### [Required tasks]
A. From the passage on imaging cancer drug binding, quote the part that begins at the words "Researchers report the" and ends after the words "to the scientists.".
B. Answer these questions from the passage on imaging cancer drug binding:
(i) In which journal were the findings published?
(ii) What does doxorubicin binding to chromatin change?
(iii) What does comparing in vitro and in vivo results uncover?
C. In the passage on imaging cancer drug binding, find every clause where the investigators use "we" as the subject. List what they say they present, measure, or observe in each one.

### [Reading text]
----------------

Researchers report the development of a technique that allows them to measure how well cancer drugs reach their targets inside the body. It shows individual cancer cells in a tumor in real time, revealing which cells interact with the drug and which cells the drug fails to reach, according to the scientists.
In the future, the findings (“Heterogeneity in tumor chromatin-doxorubicin binding revealed by in vivo fluorescence lifetime imaging confocal endomicroscopy”), published in Nature Communications, could help clinicians decide the best course and delivery of treatment for cancer patients, note the researchers.
“We present an approach to quantify drug–target engagement using in vivo fluorescence endomicroscopy, validated with in vitro measurements. Doxorubicin binding to chromatin changes the fluorescence lifetime of histone-GFP fusions that we measure in vivo at single-cell resolution using a confocal laparo/endomicroscope. We measure both intra- and inter-tumor heterogeneity in doxorubicin chromatin engagement in a model of peritoneal metastasis of ovarian cancer, revealing striking variation in the efficacy of doxorubicin–chromatin binding depending on intra-peritoneal or intravenous delivery,” write the investigators.
“Further, we observe significant variations in doxorubicin–chromatin binding between different metastases in the same mouse and between different regions of the same metastasis. The quantitative nature of fluorescence lifetime imaging enables direct comparison of drug–target engagement for different drug delivery routes and between in vitro and in vivo experiments. This uncovers different rates of cell killing for the same level of doxorubicin binding in vitro and in vivo.”

----------------

### [Given entries]
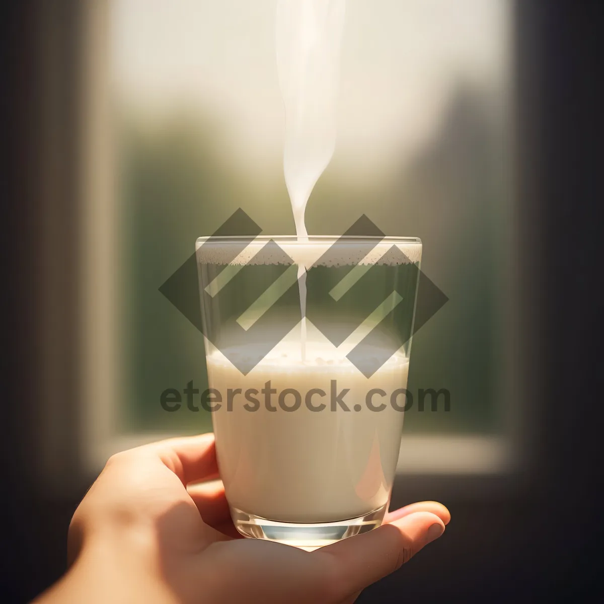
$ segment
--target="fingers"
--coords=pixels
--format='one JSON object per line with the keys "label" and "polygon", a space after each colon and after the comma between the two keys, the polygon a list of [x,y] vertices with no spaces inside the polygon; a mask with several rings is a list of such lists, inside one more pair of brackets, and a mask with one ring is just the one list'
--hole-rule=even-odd
{"label": "fingers", "polygon": [[230,521],[231,513],[225,497],[225,487],[220,480],[189,484],[187,491],[199,510],[206,524],[216,527]]}
{"label": "fingers", "polygon": [[184,485],[210,477],[218,472],[214,434],[170,439],[153,443],[153,448]]}
{"label": "fingers", "polygon": [[442,520],[445,525],[449,524],[451,519],[449,510],[442,503],[439,503],[438,501],[419,501],[388,512],[384,517],[383,524],[386,524],[394,520],[398,520],[416,512],[430,512],[435,514]]}
{"label": "fingers", "polygon": [[435,514],[414,512],[364,535],[326,545],[312,555],[332,565],[335,588],[343,597],[399,568],[444,530],[444,522]]}

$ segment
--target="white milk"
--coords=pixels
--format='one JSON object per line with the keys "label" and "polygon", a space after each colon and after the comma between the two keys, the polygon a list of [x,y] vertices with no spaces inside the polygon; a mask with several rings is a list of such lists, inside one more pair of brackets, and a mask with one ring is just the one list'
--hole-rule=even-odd
{"label": "white milk", "polygon": [[[280,246],[298,266],[310,266],[329,243],[310,237],[301,242],[281,241]],[[250,243],[233,263],[254,263],[263,245],[262,241]],[[391,240],[382,242],[361,259],[358,256],[365,252],[351,242],[338,247],[329,266],[379,263],[392,245]],[[409,261],[420,260],[419,242],[397,245]],[[198,249],[202,263],[220,264],[228,257],[228,245],[216,243]],[[408,360],[399,351],[368,379],[346,358],[365,335],[362,326],[338,348],[310,322],[308,326],[305,357],[295,327],[245,376],[223,353],[233,359],[234,355],[245,357],[249,352],[245,344],[221,352],[206,342],[209,386],[222,399],[222,406],[213,413],[220,475],[229,503],[247,513],[291,522],[358,518],[388,503],[402,431],[400,408],[405,402],[401,393],[396,399],[397,410],[390,397],[406,387]],[[271,395],[275,411],[266,408],[262,393],[269,381],[270,388],[277,391]],[[339,406],[332,410],[332,381],[338,393],[349,389],[344,401],[350,410]],[[228,391],[237,388],[242,392],[233,397],[230,410]],[[287,388],[301,395],[301,405],[295,411],[284,411],[278,405],[279,394]],[[314,411],[306,406],[305,397],[312,388],[322,390],[326,396],[315,394],[310,402],[324,402],[326,408]],[[385,397],[376,394],[372,399],[376,405],[385,403],[379,411],[367,404],[372,388],[386,393]],[[255,410],[244,406],[251,405],[245,397],[250,389],[258,391],[252,393],[260,403]],[[289,394],[284,400],[289,406],[295,399]],[[359,410],[355,405],[360,406]]]}
{"label": "white milk", "polygon": [[279,0],[277,62],[285,106],[283,171],[296,233],[333,155],[345,0]]}
{"label": "white milk", "polygon": [[[245,376],[217,351],[208,356],[210,386],[223,398],[213,416],[229,503],[282,522],[335,522],[363,516],[388,503],[403,417],[391,406],[389,397],[406,387],[408,362],[395,355],[368,379],[329,342],[319,344],[309,339],[305,361],[297,344],[281,342]],[[269,381],[277,391],[270,397],[275,411],[266,408],[266,395],[262,393]],[[350,389],[342,399],[349,411],[339,405],[332,410],[332,381],[337,393]],[[373,397],[374,405],[387,405],[380,411],[366,405],[366,395],[374,388],[387,393],[385,397]],[[226,405],[228,388],[242,391],[233,397],[232,410]],[[245,398],[251,388],[257,391],[251,394],[259,403],[255,411],[243,406],[257,406]],[[294,411],[279,405],[278,396],[286,388],[301,395],[300,406]],[[321,397],[315,393],[310,399],[315,406],[324,403],[323,410],[306,406],[313,388],[326,393]],[[283,402],[289,406],[297,402],[290,393]],[[403,396],[397,403],[404,405]]]}
{"label": "white milk", "polygon": [[[345,0],[279,0],[277,5],[277,59],[286,120],[283,169],[298,244],[281,247],[298,265],[303,316],[306,269],[326,250],[324,245],[310,244],[304,212],[335,146],[345,6]],[[388,247],[378,246],[366,263],[378,261]],[[254,244],[248,248],[234,263],[245,263],[258,251]],[[415,262],[421,246],[404,251]],[[353,249],[342,249],[338,259],[341,264],[361,260],[346,257],[349,251],[354,256]],[[219,255],[219,250],[204,253]],[[208,345],[210,387],[223,398],[213,417],[220,475],[232,507],[273,521],[320,523],[363,516],[387,505],[403,425],[403,413],[394,408],[390,397],[406,387],[408,361],[402,353],[395,354],[367,379],[346,358],[354,344],[336,349],[303,319],[246,376]],[[245,355],[246,350],[242,346],[228,352],[230,357]],[[262,393],[269,381],[276,390],[268,395],[271,409]],[[344,402],[349,410],[337,404],[332,408],[332,388],[336,394],[349,390]],[[372,388],[387,393],[373,399],[376,405],[385,403],[379,411],[367,405]],[[230,405],[230,389],[241,390]],[[300,406],[294,411],[279,405],[286,389],[300,395]],[[324,402],[325,408],[313,411],[307,406],[312,389],[325,396],[315,392],[310,403]],[[251,399],[246,398],[246,392]],[[297,402],[290,392],[283,402]],[[398,404],[404,402],[399,396]]]}
{"label": "white milk", "polygon": [[[345,0],[278,0],[277,63],[285,106],[283,172],[298,239],[307,236],[306,204],[331,161]],[[298,267],[300,310],[306,306],[306,267]],[[306,320],[300,324],[306,355]]]}

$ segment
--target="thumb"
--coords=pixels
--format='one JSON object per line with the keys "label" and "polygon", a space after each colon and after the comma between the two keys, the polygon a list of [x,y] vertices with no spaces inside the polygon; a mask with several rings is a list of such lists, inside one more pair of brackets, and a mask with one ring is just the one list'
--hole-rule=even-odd
{"label": "thumb", "polygon": [[332,559],[342,597],[364,589],[400,568],[445,531],[429,512],[416,512],[365,533],[313,552]]}

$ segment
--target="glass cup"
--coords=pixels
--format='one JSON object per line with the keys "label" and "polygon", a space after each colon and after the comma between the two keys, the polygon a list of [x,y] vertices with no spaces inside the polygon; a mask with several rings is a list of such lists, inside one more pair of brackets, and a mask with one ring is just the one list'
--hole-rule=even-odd
{"label": "glass cup", "polygon": [[379,526],[396,473],[419,239],[201,237],[220,475],[246,537],[307,550]]}

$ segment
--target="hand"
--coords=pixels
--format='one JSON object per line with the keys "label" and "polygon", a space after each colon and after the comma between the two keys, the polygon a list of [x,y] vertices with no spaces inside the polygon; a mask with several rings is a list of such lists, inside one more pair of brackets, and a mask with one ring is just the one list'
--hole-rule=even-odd
{"label": "hand", "polygon": [[[217,478],[213,434],[114,455],[76,510],[71,568],[40,602],[349,603],[449,522],[435,502],[309,552],[243,539]],[[197,483],[197,484],[196,484]]]}

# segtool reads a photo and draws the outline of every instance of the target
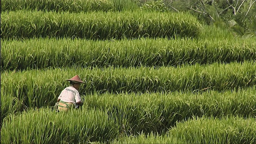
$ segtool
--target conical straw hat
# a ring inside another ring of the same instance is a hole
[[[85,84],[85,83],[83,82],[81,79],[78,76],[78,75],[76,75],[74,76],[73,78],[69,79],[68,80],[68,80],[69,81],[72,81],[76,83],[84,83]]]

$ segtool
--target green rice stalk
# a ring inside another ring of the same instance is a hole
[[[106,112],[86,109],[67,113],[56,113],[50,108],[31,110],[5,120],[1,143],[107,142],[118,134],[116,125],[108,116]]]
[[[26,10],[78,13],[119,11],[138,8],[131,0],[3,0],[1,6],[1,12]]]
[[[254,144],[256,120],[239,117],[204,117],[179,122],[164,135],[143,133],[126,136],[112,144]]]
[[[84,106],[114,114],[120,132],[162,133],[193,116],[256,117],[255,86],[237,91],[85,96]]]
[[[256,85],[255,62],[183,66],[180,67],[56,68],[6,72],[1,88],[5,94],[24,99],[25,106],[40,107],[52,104],[68,85],[65,80],[79,74],[85,84],[80,94],[100,93],[222,91]]]

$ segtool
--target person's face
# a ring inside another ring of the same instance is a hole
[[[80,86],[80,84],[75,84],[74,85],[74,87],[76,89],[76,90],[78,90],[79,89],[79,87]]]

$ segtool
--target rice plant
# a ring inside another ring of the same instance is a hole
[[[255,39],[1,40],[1,69],[175,66],[256,59]]]
[[[188,13],[123,11],[70,13],[20,10],[1,16],[2,39],[77,38],[93,40],[196,38],[202,26]]]
[[[4,122],[1,143],[106,142],[118,134],[116,125],[106,112],[86,109],[68,112],[56,113],[50,108],[40,108],[12,115]]]
[[[131,0],[3,0],[1,11],[22,10],[78,13],[90,11],[122,11],[138,8]]]
[[[194,118],[181,122],[164,135],[153,133],[125,136],[112,144],[254,144],[256,120],[239,116]]]

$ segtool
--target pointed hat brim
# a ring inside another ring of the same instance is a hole
[[[66,80],[69,81],[72,81],[76,83],[85,84],[84,82],[83,82],[83,81],[81,80],[80,78],[79,78],[79,76],[78,76],[78,75],[77,74],[74,76],[73,78]]]

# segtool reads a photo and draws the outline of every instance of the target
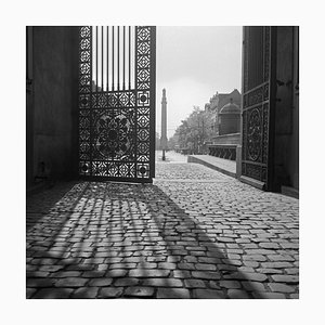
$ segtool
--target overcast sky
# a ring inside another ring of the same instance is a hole
[[[242,27],[157,27],[156,131],[166,88],[168,138],[218,91],[242,92]]]

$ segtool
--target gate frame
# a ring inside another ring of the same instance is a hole
[[[78,114],[79,114],[79,118],[80,118],[80,112],[82,110],[80,108],[81,105],[81,98],[82,94],[80,92],[80,78],[81,78],[81,41],[82,41],[82,37],[81,37],[81,29],[84,27],[90,27],[90,36],[89,36],[89,40],[90,40],[90,44],[87,51],[89,51],[90,53],[90,61],[87,62],[89,64],[89,70],[88,70],[88,83],[87,86],[83,86],[84,88],[88,88],[88,95],[89,95],[89,130],[90,130],[90,139],[88,142],[84,143],[89,143],[90,144],[90,148],[89,148],[89,153],[90,153],[90,174],[82,174],[80,172],[81,169],[81,159],[80,159],[80,135],[78,136],[78,148],[79,148],[79,157],[78,157],[78,170],[79,170],[79,178],[82,180],[87,180],[87,181],[112,181],[112,182],[128,182],[128,183],[152,183],[153,182],[153,178],[155,178],[155,134],[156,134],[156,26],[134,26],[134,30],[135,30],[135,35],[134,35],[134,89],[130,89],[129,91],[134,92],[135,94],[135,104],[134,104],[134,110],[135,110],[135,116],[138,115],[138,99],[136,99],[136,94],[138,94],[138,30],[139,28],[147,28],[150,27],[150,88],[148,88],[148,92],[150,92],[150,105],[148,105],[148,161],[146,162],[148,165],[148,177],[147,178],[140,178],[136,177],[138,174],[138,169],[136,169],[136,165],[141,164],[141,161],[136,160],[136,157],[134,158],[134,178],[129,178],[129,177],[109,177],[109,176],[94,176],[92,174],[92,161],[93,161],[93,157],[92,157],[92,146],[93,146],[93,118],[92,118],[92,95],[93,95],[93,91],[92,91],[92,26],[80,26],[79,27],[79,105],[78,105]],[[84,38],[83,38],[84,39]],[[83,75],[84,76],[84,75]],[[110,91],[107,91],[107,93],[109,93]],[[113,91],[114,92],[114,91]],[[105,92],[104,92],[105,93]],[[108,109],[108,106],[106,107]],[[136,117],[135,117],[136,118]],[[136,121],[138,125],[138,121]],[[78,122],[78,129],[80,132],[80,120]],[[138,130],[138,128],[136,128]],[[135,131],[136,132],[136,131]],[[79,133],[80,134],[80,133]],[[138,139],[135,139],[135,152],[136,152],[136,142]]]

----------------

### [Set of answers]
A.
Researchers report the development of a technique that allows them to measure how well cancer drugs reach their targets inside the body. It shows individual cancer cells in a tumor in real time, revealing which cells interact with the drug and which cells the drug fails to reach, according to the scientists.

B.
(i) Nature Communications.
(ii) The fluorescence lifetime of histone-GFP fusions.
(iii) Different rates of cell killing for the same level of doxorubicin binding in vitro and in vivo.

C.
- An approach to quantify drug–target engagement using in vivo fluorescence endomicroscopy (present)
- The fluorescence lifetime of histone-GFP fusions, in vivo at single-cell resolution (measure)
- Intra- and inter-tumor heterogeneity in doxorubicin chromatin engagement (measure)
- Significant variations in doxorubicin–chromatin binding between different metastases in the same mouse and between different regions of the same metastasis (observe)